┌──

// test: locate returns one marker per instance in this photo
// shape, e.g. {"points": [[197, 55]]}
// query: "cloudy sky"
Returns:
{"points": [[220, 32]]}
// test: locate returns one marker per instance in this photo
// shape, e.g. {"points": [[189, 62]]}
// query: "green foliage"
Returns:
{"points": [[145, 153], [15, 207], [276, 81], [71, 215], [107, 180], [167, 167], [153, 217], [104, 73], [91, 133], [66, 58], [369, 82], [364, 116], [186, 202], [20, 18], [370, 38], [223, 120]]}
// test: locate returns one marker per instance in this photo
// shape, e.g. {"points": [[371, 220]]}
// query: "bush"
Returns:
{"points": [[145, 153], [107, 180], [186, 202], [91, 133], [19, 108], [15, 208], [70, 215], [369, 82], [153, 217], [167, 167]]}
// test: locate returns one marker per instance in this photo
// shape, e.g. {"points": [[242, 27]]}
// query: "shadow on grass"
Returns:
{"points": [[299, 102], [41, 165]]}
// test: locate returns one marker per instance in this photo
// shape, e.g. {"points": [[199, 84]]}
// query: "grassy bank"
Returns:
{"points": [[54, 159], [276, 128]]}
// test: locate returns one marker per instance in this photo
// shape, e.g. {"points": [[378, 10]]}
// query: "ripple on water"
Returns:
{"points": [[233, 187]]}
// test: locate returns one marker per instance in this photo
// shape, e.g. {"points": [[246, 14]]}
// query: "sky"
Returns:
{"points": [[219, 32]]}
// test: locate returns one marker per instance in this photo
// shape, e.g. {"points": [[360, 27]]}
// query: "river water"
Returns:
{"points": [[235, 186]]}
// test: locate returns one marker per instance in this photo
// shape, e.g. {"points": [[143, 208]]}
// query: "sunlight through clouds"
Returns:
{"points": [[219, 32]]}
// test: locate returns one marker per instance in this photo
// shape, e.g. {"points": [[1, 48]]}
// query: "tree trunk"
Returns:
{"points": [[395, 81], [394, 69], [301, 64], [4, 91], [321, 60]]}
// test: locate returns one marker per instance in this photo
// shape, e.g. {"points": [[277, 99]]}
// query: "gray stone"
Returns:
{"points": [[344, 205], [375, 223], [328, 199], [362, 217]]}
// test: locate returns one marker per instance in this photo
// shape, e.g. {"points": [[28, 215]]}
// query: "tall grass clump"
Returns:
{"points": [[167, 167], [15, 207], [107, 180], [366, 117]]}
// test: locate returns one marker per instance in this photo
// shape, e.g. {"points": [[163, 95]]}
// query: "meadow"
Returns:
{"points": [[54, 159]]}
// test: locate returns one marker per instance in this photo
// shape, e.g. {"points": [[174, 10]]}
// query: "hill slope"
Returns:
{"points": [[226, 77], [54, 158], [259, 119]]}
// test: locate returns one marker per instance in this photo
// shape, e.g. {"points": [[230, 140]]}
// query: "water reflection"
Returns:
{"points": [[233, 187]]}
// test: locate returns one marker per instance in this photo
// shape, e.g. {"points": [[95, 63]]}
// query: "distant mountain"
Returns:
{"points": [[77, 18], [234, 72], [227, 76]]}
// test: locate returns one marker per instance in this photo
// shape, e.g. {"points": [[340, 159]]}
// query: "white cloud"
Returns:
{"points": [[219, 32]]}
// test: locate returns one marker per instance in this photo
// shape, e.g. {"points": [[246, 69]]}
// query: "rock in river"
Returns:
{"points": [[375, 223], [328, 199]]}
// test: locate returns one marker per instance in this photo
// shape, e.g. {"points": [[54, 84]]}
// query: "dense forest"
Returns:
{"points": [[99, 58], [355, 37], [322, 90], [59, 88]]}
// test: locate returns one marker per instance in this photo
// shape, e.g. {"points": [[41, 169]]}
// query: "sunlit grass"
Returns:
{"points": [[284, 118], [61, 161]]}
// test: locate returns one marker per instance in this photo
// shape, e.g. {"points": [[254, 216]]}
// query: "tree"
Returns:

└──

WHAT THE TASK REQUIRES
Repeat each entry above, matching every line exactly.

COMPLETED EXERCISE
// test: locate returns one marker per instance in this photo
// shape, e.g. {"points": [[197, 55]]}
// query: "cloudy sky"
Returns:
{"points": [[220, 32]]}
// test: locate returns one marker per instance in this photo
// shape, e.g. {"points": [[189, 62]]}
// query: "green foliage"
Returns:
{"points": [[145, 153], [15, 207], [276, 81], [71, 215], [107, 180], [167, 167], [153, 217], [104, 73], [91, 133], [66, 58], [369, 82], [364, 116], [186, 202], [20, 18], [370, 38], [223, 120]]}
// test: locate returns one marker per instance in this photo
// shape, e.g. {"points": [[371, 220]]}
// query: "bush"
Returns:
{"points": [[145, 153], [107, 180], [186, 202], [91, 133], [19, 108], [15, 208], [70, 215], [369, 82], [153, 217], [167, 167]]}
// test: locate returns one marker per instance in this photo
// shape, e.g. {"points": [[242, 27]]}
// query: "shadow on grass"
Returns:
{"points": [[299, 102], [41, 165]]}
// test: locate returns one marker per instance in this photo
// shape, e.g. {"points": [[199, 84]]}
// query: "grassy bank"
Returns:
{"points": [[54, 159], [276, 128]]}
// test: locate returns one marker per instance in this photo
// shape, e.g. {"points": [[378, 10]]}
// query: "ripple on water"
Returns:
{"points": [[233, 187]]}
// test: locate returns one marker per instance in this photo
// shape, e.g. {"points": [[246, 14]]}
// query: "sky"
Returns:
{"points": [[219, 32]]}
// test: locate returns one marker per instance in this photo
// shape, e.g. {"points": [[360, 27]]}
// query: "river water"
Returns:
{"points": [[235, 186]]}
// test: locate returns one marker per instance in this photo
// shape, e.g. {"points": [[143, 208]]}
// query: "sunlight through clouds"
Returns:
{"points": [[219, 32]]}
// test: locate returns one marker per instance in this photo
// shape, e.g. {"points": [[1, 48]]}
// query: "tree trunk"
Returns:
{"points": [[395, 81], [394, 69], [301, 64], [4, 91], [321, 60]]}
// test: locate returns one marker per instance in this photo
// shape, e.g. {"points": [[277, 99]]}
// query: "gray stone"
Returns:
{"points": [[344, 205], [375, 223], [328, 199], [362, 217]]}
// test: locate returns one marker per instance in this photo
// shape, e.g. {"points": [[28, 215]]}
// query: "tall grass clump"
Returns:
{"points": [[167, 167], [15, 207], [107, 180], [366, 117]]}
// test: locate returns one marker per instance in this photo
// shape, e.g. {"points": [[163, 95]]}
// query: "meadow"
Returns:
{"points": [[54, 159]]}
// test: locate returns one marker per instance in this photo
// shape, e.g. {"points": [[174, 10]]}
// query: "hill slope"
Returns:
{"points": [[226, 77], [54, 158], [259, 119]]}
// test: locate returns one marker per instance in this photo
// shape, e.g. {"points": [[230, 140]]}
// query: "water reflection"
Returns:
{"points": [[233, 187]]}
// test: locate returns one marker per instance in this photo
// shape, e.g. {"points": [[95, 63]]}
// query: "distant mountain"
Returns:
{"points": [[77, 18], [234, 72], [227, 76]]}
// test: locate returns one marker per instance in this photo
// shape, e.g. {"points": [[340, 159]]}
// query: "white cloud"
Returns:
{"points": [[219, 32]]}
// test: locate returns one marker per instance in this photo
// shape, e.g. {"points": [[246, 69]]}
// query: "rock in river"
Returns:
{"points": [[375, 223], [328, 199]]}
// test: locate returns one marker per instance in this photo
// shape, e.g. {"points": [[54, 84]]}
// query: "dense forest"
Returns:
{"points": [[99, 58], [355, 37], [322, 90], [59, 88]]}
// test: locate returns one marker per instance in this photo
// shape, e.g. {"points": [[41, 169]]}
// query: "sunlit grass"
Returns:
{"points": [[284, 118], [61, 161]]}
// test: locate returns one marker per instance in this photo
// shape, e.g. {"points": [[254, 216]]}
// query: "tree"
Returns:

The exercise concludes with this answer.